» **Excerpt provided**
16. Although the Gotham City exteriors were shot in Chicago, much of Batman Begins was filmed in the UK at Shepperton Studios and other locations, including the University College London (which featured as the Gotham Courthouse) that Nolan had attended as a student. Whilst studying there Nolan began work on his debut 1998 feature Following, and the director included two of the film's leads, Jeremy Theobald and Lucy Russell, in his new Batman movie. Theobald plays the younger water technician in the film's climax, and Russell features as the Gothamite that Bale has dinner with later on.

17. Contrary to the previous Batman films, Batman Begins relied on traditional stunts and miniatures, with computer-generated imagery used minimally. When it came to the Batcave, which had previously been realised through a combination of a live set and matte paintings (done either by hand or computer), no visual effects were used, instead an entire Batcave was erected on a massive full-scale set. It measured 250 feet (76 m) long, 120 feet (37 m) wide, and 40 feet (12 m) high. Production designer Nathan Crowley installed twelve pumps to create a waterfall holding 12,000 imperial gallons, and built rocks using molds from real caves.

» **Given information**

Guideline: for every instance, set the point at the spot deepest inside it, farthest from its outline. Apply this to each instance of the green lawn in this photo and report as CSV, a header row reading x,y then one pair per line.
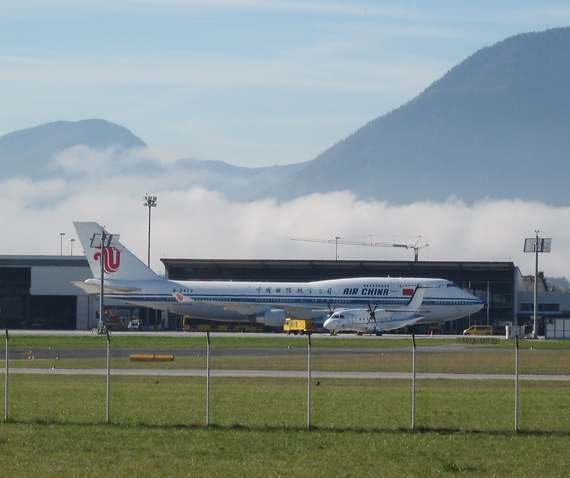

» **Exercise instructions**
A - In the Batman Begins passage, replace "waterfall" with "cascade" and write out the part that opens with the words containing "17. Contrary to" and closes with "from real caves.".
B - Pick up the Batman Begins passage after its last sentence and carry it forward.
The material plays no part in this.

» **Responses per task**
A -
17. Contrary to the previous Batman films, Batman Begins relied on traditional stunts and miniatures, with computer-generated imagery used minimally. When it came to the Batcave, which had previously been realised through a combination of a live set and matte paintings (done either by hand or computer), no visual effects were used, instead an entire Batcave was erected on a massive full-scale set. It measured 250 feet (76 m) long, 120 feet (37 m) wide, and 40 feet (12 m) high. Production designer Nathan Crowley installed twelve pumps to create a cascade holding 12,000 imperial gallons, and built rocks using molds from real caves.

B -
18. Although Christian Bale performed many of his own stunts, for insurance reasons he wasn't allowed anywhere near the Batmobile.

19. Christian Bale revealed in a 2009 interview that in his first ever scene with Michael Caine and Morgan Freeman, the one involving Bruce Wayne waking up in bed to find them waiting there, he fell asleep after the exhausting filming schedule took its toll. Bale described waking up to find Michael Caine poking him in the ribs, saying "Look at that! He's bloody fallen asleep".

20. At the time of this film's release in 2005, Forbes Magazine did a breakdown of how much it would actually cost to become Batman. The magazine estimated that total expenses in US dollars would be around $3.5 million.

Anyone got a spare $3.5 million?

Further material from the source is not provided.